## WHAT TO DO:
Output the entries verbatim, including every line.

===== INPUT FOR THIS TASK =====

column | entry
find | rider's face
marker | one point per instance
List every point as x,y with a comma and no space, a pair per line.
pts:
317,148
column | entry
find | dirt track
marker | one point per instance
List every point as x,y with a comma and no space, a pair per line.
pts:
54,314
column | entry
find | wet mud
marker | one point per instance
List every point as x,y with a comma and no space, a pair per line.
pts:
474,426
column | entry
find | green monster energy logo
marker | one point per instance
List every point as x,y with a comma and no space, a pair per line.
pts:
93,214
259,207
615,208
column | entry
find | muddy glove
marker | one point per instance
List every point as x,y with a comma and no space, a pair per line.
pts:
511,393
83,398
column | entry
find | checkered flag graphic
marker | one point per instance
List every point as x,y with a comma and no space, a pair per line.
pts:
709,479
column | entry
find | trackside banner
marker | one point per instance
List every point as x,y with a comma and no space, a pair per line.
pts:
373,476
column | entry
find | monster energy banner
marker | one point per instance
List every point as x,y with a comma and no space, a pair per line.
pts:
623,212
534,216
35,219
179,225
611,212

=====

## TASK OUTPUT:
column | entry
find | rider's face
marker | one point per instance
List every point as x,y with a comma and no space, a pair per line.
pts:
317,148
column | entry
find | dirt track
marker | one point per instance
List every point as x,y with a comma and no space, a pair per line.
pts:
54,314
column | entry
find | wet mud
marker | one point per instance
List every point as x,y with a comma and no space, a pair per line.
pts:
474,426
column | entry
find | green monster energy logo
marker | one point per instance
List every point as x,y with a comma and no space, a pair per line.
pts:
93,214
259,207
615,208
column | entry
find | muddy glove
marker | one point per instance
List every point as x,y with a comma and no space, a pair per line.
pts:
511,393
83,398
column | entry
find | checkered flag graphic
marker | one point per instance
List every point as x,y with a comma and no space, a pair per line.
pts:
709,479
column | entry
find | trackside banner
marker | one point per instance
List every point as x,y with a comma and no space, a pair per line.
pts:
373,476
column | entry
find | monster energy banner
marker | one point per instance
List every point as x,y with a comma and no space, a pair per line.
pts:
623,212
534,216
35,219
179,225
611,212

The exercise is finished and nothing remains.